Dê continuidade ao texto sobre agroecologia e soberania alimentar a partir da última frase apresentada.

*Texto da página:*
----

Foi encontrado um total de 94 espécies em um levantamento feito em oito quintais representativos de 4 municípios. Muitas destas espécies são multiusos.
No Núcleo Serra, no nordeste do RS, a partir de um convênio estabelecido entre o Centro Ecológico e a Prefeitura Municipal de Caxias do Sul, desde 1998 se comercializa bananas produzidas sob os princípios da Agroecologia, no Litoral Norte do RS Sul de SC. O diferencial é o objetivo desta comercialização: conectar agricultores e consumidores com baixo poder aquisitivo. Semanalmente são comercializados em dois pontos estratégicos, de grande fluxo de pessoas, 10 toneladas de banana a um preço 30 a 40 % abaixo do preço de mercado da banana convencional. Ainda assim para os agricultores este valor, descontando os custos de comercialização, significa um incremento de 100% em sua renda (veja os números no Box ao lado). Incremento dos ingressos dos agricultores associado a acesso da população de baixa renda a alimentos de qualidade, a preços acessíveis. Esta iniciativa é mais uma demonstração que práticas agroecológicas, associadas aos mercados locais, trazem impactos positivos à Soberania Alimentar da população.
Ponto de colheita – Caxias do Sul
50 famílias agricultoras envolvidas; 10 ton de banana comercializadas por semana
Preço recebido pelo agricultor = R$ 0,66/kg (o custo de comercialização é de R$ 0,18/kg)
Preço pago pelo consumidor: R$ 0,66/kg
Mercado convencional:
Preço pago ao agricultor = R$ 0,25/kg
Preço pago pelo consumidor: R$ 1,00/kg
Aqui repetimos o que já dissemos no início: o acesso a alimentos saudáveis e de boa qualidade é um direito universal dos povos, e deve se sobrepor a qualquer fator econômico, político ou cultural que impeça sua efetivação. Infelizmente na sociedade contemporânea este acesso está obstruído para uma parcela significativa da população.
Trabalhar para reverter este quadro é um dever de cada um de nós e da sociedade como um todo.

----

*Linhas de dados:*
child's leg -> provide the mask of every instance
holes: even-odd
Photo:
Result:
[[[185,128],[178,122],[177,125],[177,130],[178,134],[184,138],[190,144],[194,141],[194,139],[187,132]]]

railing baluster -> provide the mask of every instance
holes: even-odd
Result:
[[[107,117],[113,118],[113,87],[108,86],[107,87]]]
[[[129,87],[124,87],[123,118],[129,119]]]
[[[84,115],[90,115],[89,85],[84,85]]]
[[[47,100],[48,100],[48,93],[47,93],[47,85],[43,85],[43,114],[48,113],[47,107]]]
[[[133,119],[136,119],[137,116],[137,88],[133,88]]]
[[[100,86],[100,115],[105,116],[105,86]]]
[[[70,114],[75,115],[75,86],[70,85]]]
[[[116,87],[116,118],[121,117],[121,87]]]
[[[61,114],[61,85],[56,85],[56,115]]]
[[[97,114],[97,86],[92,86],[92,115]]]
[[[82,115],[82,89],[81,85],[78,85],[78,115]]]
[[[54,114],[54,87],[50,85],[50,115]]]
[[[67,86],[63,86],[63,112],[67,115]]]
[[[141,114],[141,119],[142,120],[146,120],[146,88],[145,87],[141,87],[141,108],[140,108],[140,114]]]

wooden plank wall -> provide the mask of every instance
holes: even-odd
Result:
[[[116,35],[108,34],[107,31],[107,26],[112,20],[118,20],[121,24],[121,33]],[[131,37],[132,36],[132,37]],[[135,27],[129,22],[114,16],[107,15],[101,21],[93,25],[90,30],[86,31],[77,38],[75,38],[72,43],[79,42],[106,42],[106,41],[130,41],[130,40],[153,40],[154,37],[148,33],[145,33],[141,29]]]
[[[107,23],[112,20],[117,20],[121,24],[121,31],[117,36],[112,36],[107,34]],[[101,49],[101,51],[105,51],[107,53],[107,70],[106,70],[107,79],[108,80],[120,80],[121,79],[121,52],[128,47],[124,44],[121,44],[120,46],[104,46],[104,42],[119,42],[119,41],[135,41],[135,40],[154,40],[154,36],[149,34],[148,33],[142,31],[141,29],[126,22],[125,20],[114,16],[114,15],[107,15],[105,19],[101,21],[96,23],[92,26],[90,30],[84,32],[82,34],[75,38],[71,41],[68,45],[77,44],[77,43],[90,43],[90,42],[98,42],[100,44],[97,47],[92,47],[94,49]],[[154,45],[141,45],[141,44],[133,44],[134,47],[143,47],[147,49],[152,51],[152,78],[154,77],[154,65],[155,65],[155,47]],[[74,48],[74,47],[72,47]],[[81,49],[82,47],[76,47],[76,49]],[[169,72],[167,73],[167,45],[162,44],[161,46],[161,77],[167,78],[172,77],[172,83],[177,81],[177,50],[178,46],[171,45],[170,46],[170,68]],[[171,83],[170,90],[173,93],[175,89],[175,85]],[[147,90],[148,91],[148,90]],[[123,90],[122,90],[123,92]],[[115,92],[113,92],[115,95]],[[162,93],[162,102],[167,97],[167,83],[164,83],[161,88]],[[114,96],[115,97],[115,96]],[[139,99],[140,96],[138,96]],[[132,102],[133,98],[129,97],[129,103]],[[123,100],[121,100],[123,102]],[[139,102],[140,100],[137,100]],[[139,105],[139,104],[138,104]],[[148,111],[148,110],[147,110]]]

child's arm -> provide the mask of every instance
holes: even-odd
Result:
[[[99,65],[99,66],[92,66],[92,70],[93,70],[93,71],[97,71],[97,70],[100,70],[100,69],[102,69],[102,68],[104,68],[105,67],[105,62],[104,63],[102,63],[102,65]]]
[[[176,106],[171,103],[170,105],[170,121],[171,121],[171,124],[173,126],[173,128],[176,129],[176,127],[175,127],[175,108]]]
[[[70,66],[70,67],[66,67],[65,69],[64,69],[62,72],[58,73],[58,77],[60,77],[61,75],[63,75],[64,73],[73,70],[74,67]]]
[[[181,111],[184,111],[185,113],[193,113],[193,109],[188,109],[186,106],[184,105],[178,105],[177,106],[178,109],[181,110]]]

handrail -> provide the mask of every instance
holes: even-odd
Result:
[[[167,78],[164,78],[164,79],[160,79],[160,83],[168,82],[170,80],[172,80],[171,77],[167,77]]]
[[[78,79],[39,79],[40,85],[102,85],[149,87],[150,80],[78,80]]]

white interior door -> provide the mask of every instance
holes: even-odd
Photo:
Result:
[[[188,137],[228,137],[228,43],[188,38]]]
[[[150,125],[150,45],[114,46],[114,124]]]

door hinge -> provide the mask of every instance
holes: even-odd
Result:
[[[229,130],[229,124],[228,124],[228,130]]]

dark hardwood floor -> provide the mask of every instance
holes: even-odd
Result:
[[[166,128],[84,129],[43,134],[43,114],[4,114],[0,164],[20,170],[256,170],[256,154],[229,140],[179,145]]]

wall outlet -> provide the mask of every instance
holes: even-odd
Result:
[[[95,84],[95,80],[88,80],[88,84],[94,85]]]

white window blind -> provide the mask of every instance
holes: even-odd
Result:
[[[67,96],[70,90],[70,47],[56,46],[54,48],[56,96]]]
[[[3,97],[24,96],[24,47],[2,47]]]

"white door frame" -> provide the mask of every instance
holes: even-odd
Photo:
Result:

----

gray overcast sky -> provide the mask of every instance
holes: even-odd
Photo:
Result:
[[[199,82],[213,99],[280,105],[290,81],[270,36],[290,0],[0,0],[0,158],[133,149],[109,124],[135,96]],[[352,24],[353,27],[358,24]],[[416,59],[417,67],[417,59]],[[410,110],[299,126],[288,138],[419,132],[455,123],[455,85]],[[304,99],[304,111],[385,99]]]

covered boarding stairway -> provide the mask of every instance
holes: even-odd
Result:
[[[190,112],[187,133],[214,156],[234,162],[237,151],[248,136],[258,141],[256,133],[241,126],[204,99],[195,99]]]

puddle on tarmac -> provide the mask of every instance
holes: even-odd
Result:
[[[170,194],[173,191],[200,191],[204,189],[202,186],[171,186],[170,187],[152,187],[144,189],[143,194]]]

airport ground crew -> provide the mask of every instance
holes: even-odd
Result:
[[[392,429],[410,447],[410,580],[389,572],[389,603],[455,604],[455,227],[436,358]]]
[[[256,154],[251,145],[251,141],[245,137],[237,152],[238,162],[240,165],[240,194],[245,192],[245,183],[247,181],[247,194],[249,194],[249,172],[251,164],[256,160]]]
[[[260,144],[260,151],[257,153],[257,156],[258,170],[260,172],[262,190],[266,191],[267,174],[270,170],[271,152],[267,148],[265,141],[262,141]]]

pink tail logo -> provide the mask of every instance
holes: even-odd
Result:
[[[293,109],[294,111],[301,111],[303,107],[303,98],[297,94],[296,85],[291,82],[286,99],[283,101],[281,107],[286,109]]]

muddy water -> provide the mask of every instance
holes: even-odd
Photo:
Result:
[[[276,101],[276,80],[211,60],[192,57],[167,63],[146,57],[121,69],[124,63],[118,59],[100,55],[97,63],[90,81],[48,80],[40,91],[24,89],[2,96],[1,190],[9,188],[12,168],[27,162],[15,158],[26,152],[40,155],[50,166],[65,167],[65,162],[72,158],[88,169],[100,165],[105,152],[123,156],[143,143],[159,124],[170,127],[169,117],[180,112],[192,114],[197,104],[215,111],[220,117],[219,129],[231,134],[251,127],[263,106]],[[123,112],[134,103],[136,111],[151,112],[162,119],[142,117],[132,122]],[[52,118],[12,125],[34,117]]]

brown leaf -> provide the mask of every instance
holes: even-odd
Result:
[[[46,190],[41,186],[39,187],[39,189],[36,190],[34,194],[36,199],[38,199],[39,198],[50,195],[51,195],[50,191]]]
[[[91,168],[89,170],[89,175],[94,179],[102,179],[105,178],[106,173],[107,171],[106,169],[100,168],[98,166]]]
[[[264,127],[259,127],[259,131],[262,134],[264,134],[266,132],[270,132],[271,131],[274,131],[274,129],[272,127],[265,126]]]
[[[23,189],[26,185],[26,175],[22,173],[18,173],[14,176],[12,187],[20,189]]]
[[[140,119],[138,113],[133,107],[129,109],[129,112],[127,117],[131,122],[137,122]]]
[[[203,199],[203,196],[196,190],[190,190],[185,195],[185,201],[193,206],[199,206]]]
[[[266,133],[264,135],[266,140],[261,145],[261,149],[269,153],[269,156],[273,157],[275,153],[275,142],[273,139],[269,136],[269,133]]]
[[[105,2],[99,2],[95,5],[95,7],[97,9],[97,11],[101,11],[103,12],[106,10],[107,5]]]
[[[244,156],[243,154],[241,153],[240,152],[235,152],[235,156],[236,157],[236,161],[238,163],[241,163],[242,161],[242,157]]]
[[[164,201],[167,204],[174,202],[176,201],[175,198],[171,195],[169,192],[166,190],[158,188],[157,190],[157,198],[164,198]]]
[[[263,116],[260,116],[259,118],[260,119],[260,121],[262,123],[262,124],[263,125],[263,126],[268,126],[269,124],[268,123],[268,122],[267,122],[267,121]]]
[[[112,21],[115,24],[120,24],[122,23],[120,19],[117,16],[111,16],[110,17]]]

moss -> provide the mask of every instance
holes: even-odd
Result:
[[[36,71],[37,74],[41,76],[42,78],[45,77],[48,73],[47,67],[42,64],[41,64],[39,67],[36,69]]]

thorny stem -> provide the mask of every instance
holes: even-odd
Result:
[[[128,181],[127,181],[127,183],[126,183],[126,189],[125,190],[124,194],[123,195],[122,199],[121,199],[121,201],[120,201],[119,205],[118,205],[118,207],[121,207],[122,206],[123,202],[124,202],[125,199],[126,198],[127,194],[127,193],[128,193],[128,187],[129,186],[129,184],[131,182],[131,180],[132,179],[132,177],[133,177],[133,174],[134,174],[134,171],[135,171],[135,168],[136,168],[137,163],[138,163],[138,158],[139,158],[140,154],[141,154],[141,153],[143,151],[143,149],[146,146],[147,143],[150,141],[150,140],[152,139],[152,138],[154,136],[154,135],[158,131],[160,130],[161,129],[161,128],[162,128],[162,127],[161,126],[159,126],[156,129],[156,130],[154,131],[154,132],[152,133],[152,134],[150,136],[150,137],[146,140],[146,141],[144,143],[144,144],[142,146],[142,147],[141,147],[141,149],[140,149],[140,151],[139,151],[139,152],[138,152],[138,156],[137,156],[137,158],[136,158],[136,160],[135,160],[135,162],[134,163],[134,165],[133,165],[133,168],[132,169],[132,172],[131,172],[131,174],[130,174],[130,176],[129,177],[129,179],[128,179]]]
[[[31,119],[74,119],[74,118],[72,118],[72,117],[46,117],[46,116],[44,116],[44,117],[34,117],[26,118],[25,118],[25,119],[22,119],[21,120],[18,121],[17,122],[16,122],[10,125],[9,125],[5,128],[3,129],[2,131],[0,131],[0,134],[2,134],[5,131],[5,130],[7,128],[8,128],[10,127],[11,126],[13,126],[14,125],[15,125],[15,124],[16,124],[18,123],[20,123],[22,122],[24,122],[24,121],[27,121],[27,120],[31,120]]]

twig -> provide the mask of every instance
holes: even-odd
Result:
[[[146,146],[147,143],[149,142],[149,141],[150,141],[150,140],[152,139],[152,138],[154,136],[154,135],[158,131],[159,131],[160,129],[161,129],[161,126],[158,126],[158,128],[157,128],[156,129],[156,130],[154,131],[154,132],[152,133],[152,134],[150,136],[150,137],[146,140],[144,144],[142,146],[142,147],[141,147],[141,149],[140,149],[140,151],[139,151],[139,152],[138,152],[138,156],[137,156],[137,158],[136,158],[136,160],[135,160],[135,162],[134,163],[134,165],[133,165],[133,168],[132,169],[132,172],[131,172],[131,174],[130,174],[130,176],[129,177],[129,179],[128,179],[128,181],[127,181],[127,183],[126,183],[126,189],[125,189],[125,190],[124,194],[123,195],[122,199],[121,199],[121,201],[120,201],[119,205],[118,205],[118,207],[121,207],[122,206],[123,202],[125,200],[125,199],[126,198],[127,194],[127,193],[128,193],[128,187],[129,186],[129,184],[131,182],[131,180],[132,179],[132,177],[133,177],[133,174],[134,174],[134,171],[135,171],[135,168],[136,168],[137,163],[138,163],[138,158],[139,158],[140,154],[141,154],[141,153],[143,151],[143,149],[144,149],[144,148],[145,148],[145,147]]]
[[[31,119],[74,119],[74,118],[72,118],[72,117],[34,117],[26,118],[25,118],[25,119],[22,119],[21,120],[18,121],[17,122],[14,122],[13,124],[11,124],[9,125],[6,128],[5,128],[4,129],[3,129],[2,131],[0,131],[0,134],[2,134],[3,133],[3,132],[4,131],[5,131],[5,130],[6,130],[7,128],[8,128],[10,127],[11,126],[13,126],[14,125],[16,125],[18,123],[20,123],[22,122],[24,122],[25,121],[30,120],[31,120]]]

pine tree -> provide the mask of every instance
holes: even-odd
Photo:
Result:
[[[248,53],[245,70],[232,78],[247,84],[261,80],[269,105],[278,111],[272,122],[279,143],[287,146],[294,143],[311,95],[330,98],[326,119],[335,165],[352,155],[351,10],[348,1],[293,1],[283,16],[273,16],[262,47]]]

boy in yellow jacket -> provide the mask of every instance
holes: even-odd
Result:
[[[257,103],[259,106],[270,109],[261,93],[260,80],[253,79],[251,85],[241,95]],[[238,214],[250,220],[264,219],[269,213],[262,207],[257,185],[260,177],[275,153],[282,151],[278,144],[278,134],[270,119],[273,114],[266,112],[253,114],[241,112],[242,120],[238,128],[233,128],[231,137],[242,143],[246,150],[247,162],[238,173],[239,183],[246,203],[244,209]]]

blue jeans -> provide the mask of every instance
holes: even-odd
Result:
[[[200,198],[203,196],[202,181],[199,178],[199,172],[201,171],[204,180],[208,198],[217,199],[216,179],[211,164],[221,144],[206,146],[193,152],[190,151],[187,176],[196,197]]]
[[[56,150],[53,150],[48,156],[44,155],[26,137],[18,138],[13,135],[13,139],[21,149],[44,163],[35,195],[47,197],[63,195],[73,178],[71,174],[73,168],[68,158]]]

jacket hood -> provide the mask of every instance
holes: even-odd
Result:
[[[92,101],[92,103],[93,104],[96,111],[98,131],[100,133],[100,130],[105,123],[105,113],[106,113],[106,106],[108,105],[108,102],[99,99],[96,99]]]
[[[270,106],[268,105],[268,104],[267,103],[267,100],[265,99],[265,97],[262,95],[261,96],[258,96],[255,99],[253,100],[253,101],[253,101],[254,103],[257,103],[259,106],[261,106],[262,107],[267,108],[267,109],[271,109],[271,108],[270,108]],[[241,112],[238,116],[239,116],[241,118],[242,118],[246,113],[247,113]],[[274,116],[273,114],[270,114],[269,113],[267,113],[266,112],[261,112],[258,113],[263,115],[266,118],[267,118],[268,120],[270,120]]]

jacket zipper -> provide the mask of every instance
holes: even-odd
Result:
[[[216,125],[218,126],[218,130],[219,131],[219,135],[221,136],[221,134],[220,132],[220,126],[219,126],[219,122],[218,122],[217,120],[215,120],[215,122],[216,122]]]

----

*Resultado da tarefa:*
Os integrantes da Rede Ecovida entendem estar dando sua parcela de contribuição, a partir da realidade em que cada membro está inserido. A opção pela Agroecologia e pelo desenvolvimento de mercados locais para produtos ecológicos são elementos que julgamos indispensáveis para pavimentar o caminho que permite o acesso de todos a alimentos de qualidade.
Temos a dimensão que trabalhos como os aqui descritos não se avolumam a ponto de se fazerem notar pelas estatísticas de produção e comercialização de alimentos. Ainda assim acreditamos que são exemplos que devem ser observados. Reascendem as esperanças, bem que a escassez tem deixado ainda mais valioso, de que é possível construir um mundo onde todos e todas, cada um e cada uma, tenhamos garantido nosso direito à alimentação saudável.
[1] Coordenador do Centro Ecológico, ONG que desde 1985 trabalha com o estímulo a produção e ao consumo de produtos ecológicos. O Centro Ecológico é membro da Rede Ecovida de Agroecologia.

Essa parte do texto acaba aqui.